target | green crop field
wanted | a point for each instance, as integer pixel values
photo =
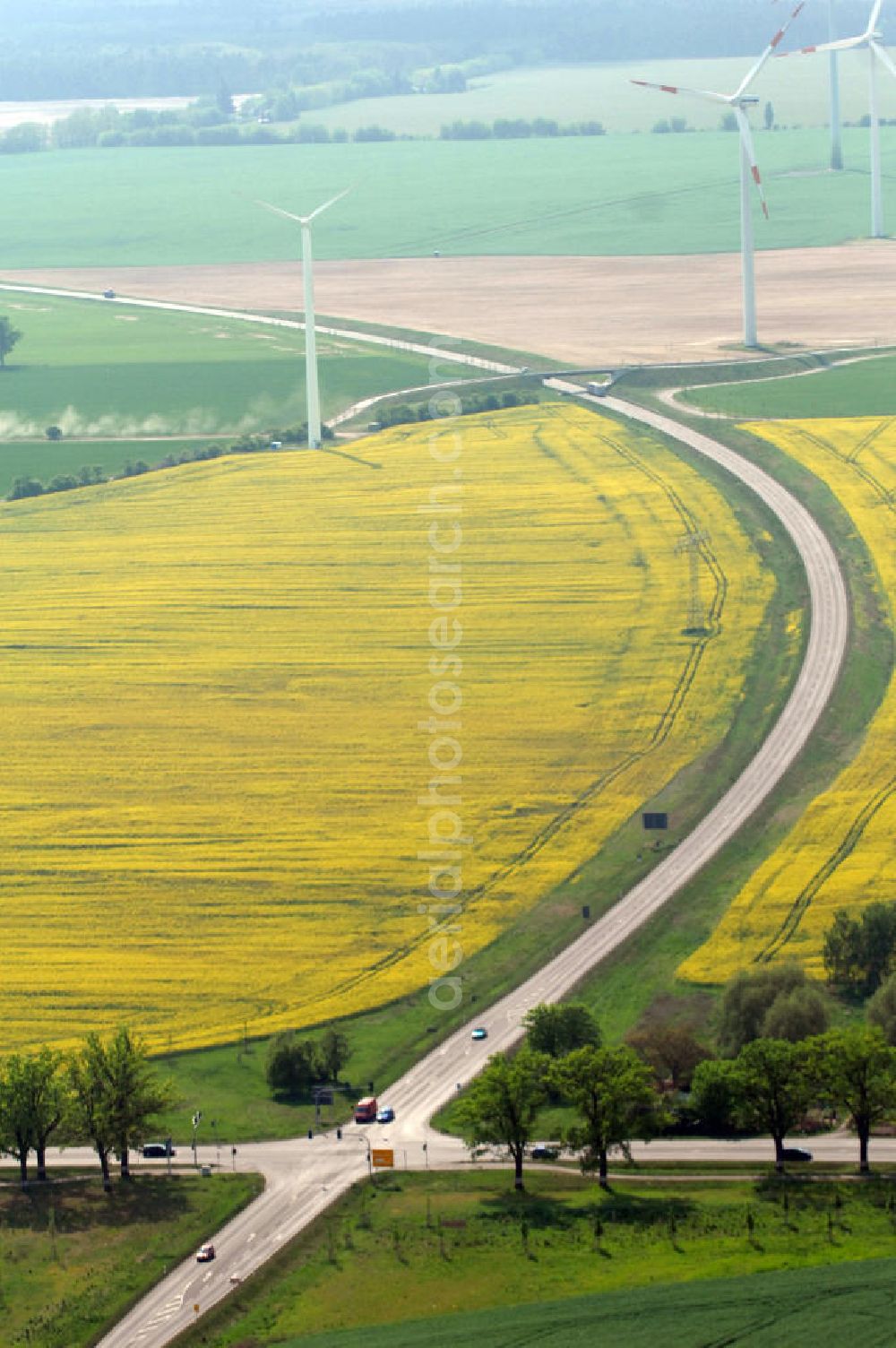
(857, 388)
(797, 92)
(74, 1257)
(636, 194)
(797, 1308)
(115, 376)
(417, 1244)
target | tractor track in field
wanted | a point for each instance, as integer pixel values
(304, 1180)
(305, 1177)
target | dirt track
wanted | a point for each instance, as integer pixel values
(582, 310)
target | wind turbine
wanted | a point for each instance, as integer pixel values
(874, 54)
(837, 127)
(836, 122)
(738, 101)
(313, 393)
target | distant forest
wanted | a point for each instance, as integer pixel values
(104, 48)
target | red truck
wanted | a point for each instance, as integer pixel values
(366, 1110)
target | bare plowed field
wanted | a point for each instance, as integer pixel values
(582, 310)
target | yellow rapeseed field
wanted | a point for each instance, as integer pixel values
(841, 852)
(225, 690)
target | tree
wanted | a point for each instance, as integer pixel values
(856, 1067)
(135, 1093)
(858, 952)
(334, 1053)
(613, 1093)
(46, 1096)
(842, 951)
(502, 1104)
(749, 998)
(882, 1008)
(291, 1067)
(797, 1015)
(8, 339)
(556, 1029)
(115, 1095)
(716, 1091)
(24, 487)
(16, 1134)
(671, 1050)
(775, 1088)
(90, 1115)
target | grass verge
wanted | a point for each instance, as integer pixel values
(433, 1244)
(74, 1257)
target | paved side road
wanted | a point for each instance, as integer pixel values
(304, 1177)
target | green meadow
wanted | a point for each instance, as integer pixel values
(125, 383)
(797, 92)
(74, 1257)
(417, 1246)
(795, 1307)
(856, 388)
(613, 194)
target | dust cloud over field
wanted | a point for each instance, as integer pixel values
(578, 310)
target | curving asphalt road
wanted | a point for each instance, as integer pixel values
(305, 1176)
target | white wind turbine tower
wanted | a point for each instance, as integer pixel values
(738, 101)
(313, 391)
(876, 54)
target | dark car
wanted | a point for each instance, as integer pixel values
(158, 1149)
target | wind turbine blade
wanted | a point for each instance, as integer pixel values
(883, 56)
(326, 205)
(770, 51)
(872, 22)
(746, 138)
(694, 93)
(278, 211)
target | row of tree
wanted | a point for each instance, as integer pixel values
(93, 475)
(615, 1095)
(519, 128)
(65, 48)
(294, 1065)
(401, 414)
(104, 1093)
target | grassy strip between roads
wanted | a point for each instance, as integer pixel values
(863, 387)
(74, 1257)
(415, 1246)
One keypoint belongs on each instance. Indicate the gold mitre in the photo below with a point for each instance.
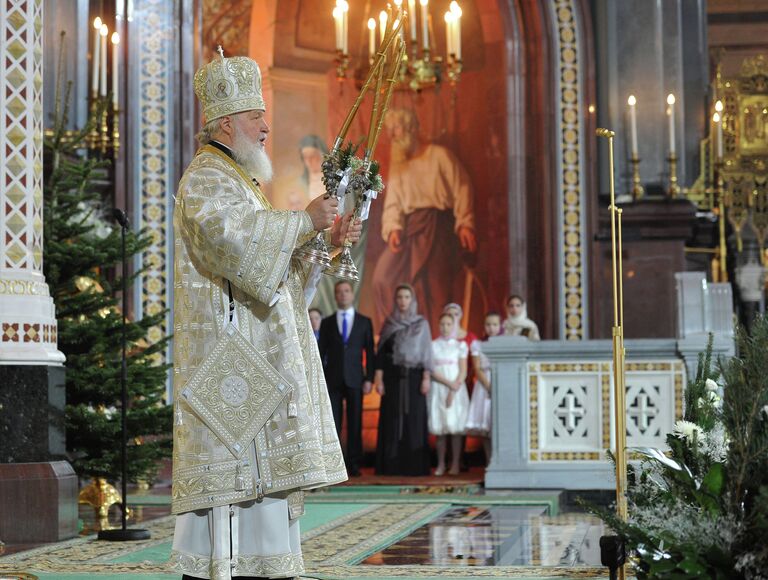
(226, 86)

________________________

> THE REQUEST:
In the records above, locate the line containing "target | grass verge", then copy exactly that line and every line after it through the end, omitting pictures.

> REPLY TO THE TASK:
target | grass verge
wanted | a point for each instance, as integer pixel values
(433, 1244)
(74, 1257)
target | paved side road
wanted | a point for each instance, as integer pixel values
(304, 1177)
target | green meadow
wanted | a point for each instance, as integer pixel values
(125, 383)
(797, 92)
(74, 1257)
(417, 1246)
(795, 1307)
(856, 388)
(613, 194)
target | dust cloud over field
wanted | a point for each instance, as integer pixel values
(578, 310)
target | curving asphalt road
wanted | a point for each instance, as integer pixel values
(305, 1176)
target | white wind turbine tower
wanted | a point for each instance, as integer pixel values
(738, 101)
(313, 391)
(876, 54)
target | dark car
wanted | a point for each instance, as integer pixel values
(158, 1149)
target | wind turbine blade
wanted | a point for each instance, as integer pixel values
(883, 56)
(326, 205)
(770, 51)
(872, 22)
(746, 138)
(694, 93)
(278, 211)
target | row of tree
wanted | a point for each instance, as integer pixel values
(93, 475)
(615, 1095)
(519, 128)
(65, 48)
(294, 1065)
(401, 414)
(104, 1093)
target | grassy strip between roads
wanted | a point for each instance, as integer pixel values
(863, 387)
(74, 1257)
(415, 1246)
One keypoint belongs on each instance. Indicate the gold mitre in the photo below with a point for each instance.
(226, 86)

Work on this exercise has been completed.